Beautiful asters soak up the sun. Flowers, plants, and water make the preserve a perfect place to enjoy nature. Photograph by Alan Eckert.

ON MORNINGS WHEN TERRY SULLIVAN LEADS HIKES at the Santa Fe Canyon Preserve, he pauses on a particular rise and asks his guests to shhh, listen, and watch. “First you hear this enormous serenade of northern leopard frogs,” he says. “It echoes off the hillsides. And then you walk down into a little area where you first see signs of beaver dams.”

Over the past 21 years, the Nature Conservancy has turned this 525-acre pocket off Upper Canyon Road into an ecological success story. Site of Santa Fe’s Victorian-era dams for drinking water and irrigation, it had devolved into a mudflat after newer reservoirs were built farther up the Santa Fe River. Enter the Nature Conservancy, a nonprofit group that oversees properties all over the world, including a handful in New Mexico.

____________

Work required:
Answer these questions using the article about the Santa Fe Canyon Preserve:
(a) Who took the photograph of the asters?
(b) How many acres does the preserve cover?
(c) What had the site turned into after newer reservoirs were built farther up the Santa Fe River?

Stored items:
____________

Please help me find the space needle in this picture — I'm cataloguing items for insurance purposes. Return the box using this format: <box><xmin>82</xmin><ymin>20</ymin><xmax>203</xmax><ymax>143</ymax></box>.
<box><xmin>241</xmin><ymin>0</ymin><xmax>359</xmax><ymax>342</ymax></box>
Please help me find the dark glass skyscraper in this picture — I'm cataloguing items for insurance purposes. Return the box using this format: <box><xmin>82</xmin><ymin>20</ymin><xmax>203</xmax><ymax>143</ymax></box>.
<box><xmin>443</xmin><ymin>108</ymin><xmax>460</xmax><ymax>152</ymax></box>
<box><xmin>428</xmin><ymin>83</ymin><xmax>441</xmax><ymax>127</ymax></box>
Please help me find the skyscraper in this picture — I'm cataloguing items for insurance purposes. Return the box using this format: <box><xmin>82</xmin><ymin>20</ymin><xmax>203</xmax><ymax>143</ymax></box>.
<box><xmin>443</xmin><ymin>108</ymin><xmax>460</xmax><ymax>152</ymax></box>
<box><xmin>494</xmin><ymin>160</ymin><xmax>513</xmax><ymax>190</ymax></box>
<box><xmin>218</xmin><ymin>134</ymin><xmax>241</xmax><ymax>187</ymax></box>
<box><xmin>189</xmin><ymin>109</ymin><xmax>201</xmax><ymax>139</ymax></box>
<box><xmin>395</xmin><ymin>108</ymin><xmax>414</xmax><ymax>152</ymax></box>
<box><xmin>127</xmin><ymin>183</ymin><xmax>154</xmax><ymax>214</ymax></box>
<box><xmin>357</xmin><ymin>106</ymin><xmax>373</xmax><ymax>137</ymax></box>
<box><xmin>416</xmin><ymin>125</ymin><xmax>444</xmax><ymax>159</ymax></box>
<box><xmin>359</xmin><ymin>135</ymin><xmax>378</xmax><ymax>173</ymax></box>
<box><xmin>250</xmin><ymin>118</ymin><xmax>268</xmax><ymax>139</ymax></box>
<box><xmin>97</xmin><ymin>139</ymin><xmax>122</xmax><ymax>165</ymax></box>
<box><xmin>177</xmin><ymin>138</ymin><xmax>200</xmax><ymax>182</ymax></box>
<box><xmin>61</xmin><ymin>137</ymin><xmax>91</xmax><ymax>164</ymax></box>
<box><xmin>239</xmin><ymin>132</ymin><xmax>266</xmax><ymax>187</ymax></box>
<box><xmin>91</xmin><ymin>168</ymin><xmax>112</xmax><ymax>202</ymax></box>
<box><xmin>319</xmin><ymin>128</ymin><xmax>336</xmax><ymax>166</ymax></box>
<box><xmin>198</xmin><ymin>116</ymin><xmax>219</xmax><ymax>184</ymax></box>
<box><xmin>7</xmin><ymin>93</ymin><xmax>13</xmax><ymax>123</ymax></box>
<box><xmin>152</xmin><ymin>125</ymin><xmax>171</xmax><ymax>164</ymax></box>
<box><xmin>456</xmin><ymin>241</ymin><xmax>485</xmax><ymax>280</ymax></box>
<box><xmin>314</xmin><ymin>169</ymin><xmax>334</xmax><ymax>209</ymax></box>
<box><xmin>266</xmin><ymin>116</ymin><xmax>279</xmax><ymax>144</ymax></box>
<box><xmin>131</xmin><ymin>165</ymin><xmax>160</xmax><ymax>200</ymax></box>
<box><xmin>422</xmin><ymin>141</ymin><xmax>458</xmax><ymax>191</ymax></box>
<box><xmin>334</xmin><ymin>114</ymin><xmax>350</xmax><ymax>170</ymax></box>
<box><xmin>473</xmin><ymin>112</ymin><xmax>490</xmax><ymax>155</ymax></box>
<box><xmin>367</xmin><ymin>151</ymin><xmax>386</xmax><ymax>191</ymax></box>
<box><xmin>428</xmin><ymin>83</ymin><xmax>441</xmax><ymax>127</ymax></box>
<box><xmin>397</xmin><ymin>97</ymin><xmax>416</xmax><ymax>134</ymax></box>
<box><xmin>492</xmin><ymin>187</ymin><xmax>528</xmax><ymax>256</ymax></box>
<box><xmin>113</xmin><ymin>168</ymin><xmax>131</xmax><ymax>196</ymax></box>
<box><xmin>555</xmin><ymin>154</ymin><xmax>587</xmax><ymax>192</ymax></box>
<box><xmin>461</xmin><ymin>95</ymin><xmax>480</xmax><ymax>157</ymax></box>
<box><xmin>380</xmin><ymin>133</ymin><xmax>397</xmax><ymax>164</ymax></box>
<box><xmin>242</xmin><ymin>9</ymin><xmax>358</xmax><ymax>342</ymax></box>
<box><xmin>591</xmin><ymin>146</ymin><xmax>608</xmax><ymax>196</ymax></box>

____________

Right answer:
(a) Alan Eckert
(b) 525 acres
(c) A mudflat